• **SOURCE**
Another object is to provide such a method and apparatus which does not stretch, deform or otherwise impair the dimensional stability of the strip.
A further object is to provide an improved method and apparatus for removing edge camber from a strip by directing the non-longitudinal strip in one pass through a plurality of roller pairs for producing a product which is longitudinally straight.
The objects of this invention are achieved in a general sense by running the strip in a single pass in a longitudinal direction and progressively passing it between a plurality of alternately angularly disposed roller pairs.
Other objects and further details of that which I believe to be novel and my invention will be clear from the following description and claims taken with the accompanying drawings wherein:
FIG. 1 is a top plan view of an improved edge camber removing apparatus constructed in accordance with my invention;
FIG. 2 is an enlarged side elevational view taken substantially along line 22 of FIG. 1;
FIG. 3 is a sectional view taken substantially along line 33 of FIG. 2;
FIG. 4 is a partial top plan view taken substantially along line 4--4 of FIG. 3 showing the details of one of the roller pairs;
FIG. 5 is an enlarged perspective view of a cam structure employed to raise the top rollers of the roller pairs;
FIG. 6 is a schematic top plan view of the apparatus shown carrying out the improved method of my invention;
FIG. 7 is a. partial schematic side elevational view of the anti-buckling rollers; and
FIG. 8 is a schematic representation of the path of the strip centerline shown as it passes through the apparatus of my invention.
With particular reference to the drawings, there is illustrated in FIG. 1 a frame F having mounted thereon a plurality of roller pair subassemblies 10 each of which is pivotally mounted for rotation about its center upon a pivot pin 86 (FIG. 3). A swivel adjustment subassembly 12 is also mounted upon the frame for rotating each roller subassembly and for indicating the angular orientation of each roller subassembly. Between adjacent roller subassemblies 10 there are positioned anti-buckling guide rollers 14 whose function will become apparent.

• **SUPPLIED MATERIAL**
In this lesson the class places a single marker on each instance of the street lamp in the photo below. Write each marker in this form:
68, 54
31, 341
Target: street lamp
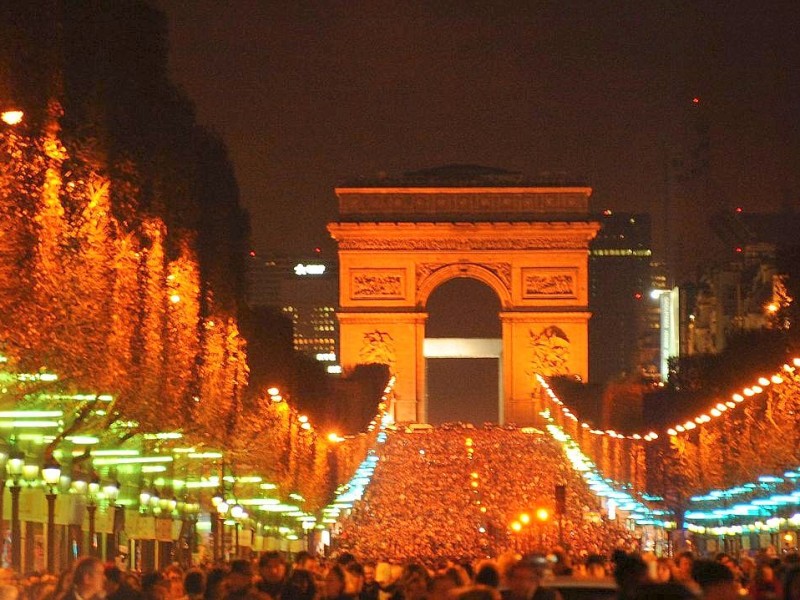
14, 467
222, 510
51, 473
93, 488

• **INSTRUCTIONS FOR THE TASK**
Pick up the patent description of the strip edge camber removing apparatus and continue it from the point where it stops. The records come from a different source than the text.

• **WRITTEN REPLY**
It should be understood that the roller subassemblies 10 are identical and therefore only one will be described as representative. As best seen in FIGS. 2-4, the roller subassembly comprises a base 16 including a positioning lever 18 at one end thereof, a central aperture 20 and an elongated slot 22 at the end opposite the lever 18. Mounted upon and secured to the base 16 are spaced upright members 24 having aligned apertures 26 in which are located bushings 28. The upright members 24 further include a pair of opposed channels 30 for receiving slides 32 which are maintained within the channel by means of opposed cheeks 34. The slides are also provided with apertures 36 in which are located bushings 38. A top plate 40 is secured to the upright supports 24 by means of a pair of screws 42 in each end. The top plate 40 is provided with a pair of spaced openings 44, one at either end of the plate, through which are passed tubular spacers 46 for maintaining the slides 32 separated from a yoke 48. The yoke 48 is secured to and carries the slides 32 by means of a pair of elongated slide supporting screws 50 which pass through the tubular spacers 46 and are threadedly anchored in tapped openings 52 formed in the slides 32.
A bolt 54, threaded at both its ends, is threadedly anchored in the top plate 40 with its shank passing through an elongated slot 56 in a release bar 58, an elongated slot 60 in a cam palte 62 and an opening 64 formed in the yoke 48. A knurled nut 66 is threadedly secured to the upper end of the bolt 54 for maintaining a compression spring 68 in compression for downwardly biasing the yoke 48 and the slides 32.
The roller subassembly 10 further includes a lower roller 70, fixedly mounted for rotation within the bushings 28 and an upper roller 72 mounted for vertical reciprocation with the slides 32 and for rotation within the bushings 38 located in the slides. In order for the upper roller 72 to be moved away from the lower roller 70 for introduction of a strip S between the rollers when setting up the machine for operation, it is apparent that the slides 32 must be moved upwardly by movement of the yoke 48 in that direction. This movement is accomplished by means of the cam plate 62 (FIG. secured to the release bar 58 by means of a plurality of screws 74. The release bar 58 extends longitudinally of the frame, being supported upon the top plates of the roller subassemblies 10, and having the cam plates 62 mounted thereon at each subassembly as shown in FIG. 5. Each cam plate 62 includes a pair of raceways 76, comprising a straight run portion and a ramp portion on which a pair of steel balls 78 roll. The balls 78 are captured in a suitable manner in the lower surface of the yoke 48, such as in a spherical depression, and are free to rotate therein upon the raceways 76. It is apparent that, as the release bar 58 is moved towards the left (as viewed in FIG. 1), the captured balls 78 are caused to roll up the ramp portions of the raceways 76 thus moving the yoke 48 and the upper roller 72 upwardly. It should be understood that this is only one means which may be employed to perform this elevating operation.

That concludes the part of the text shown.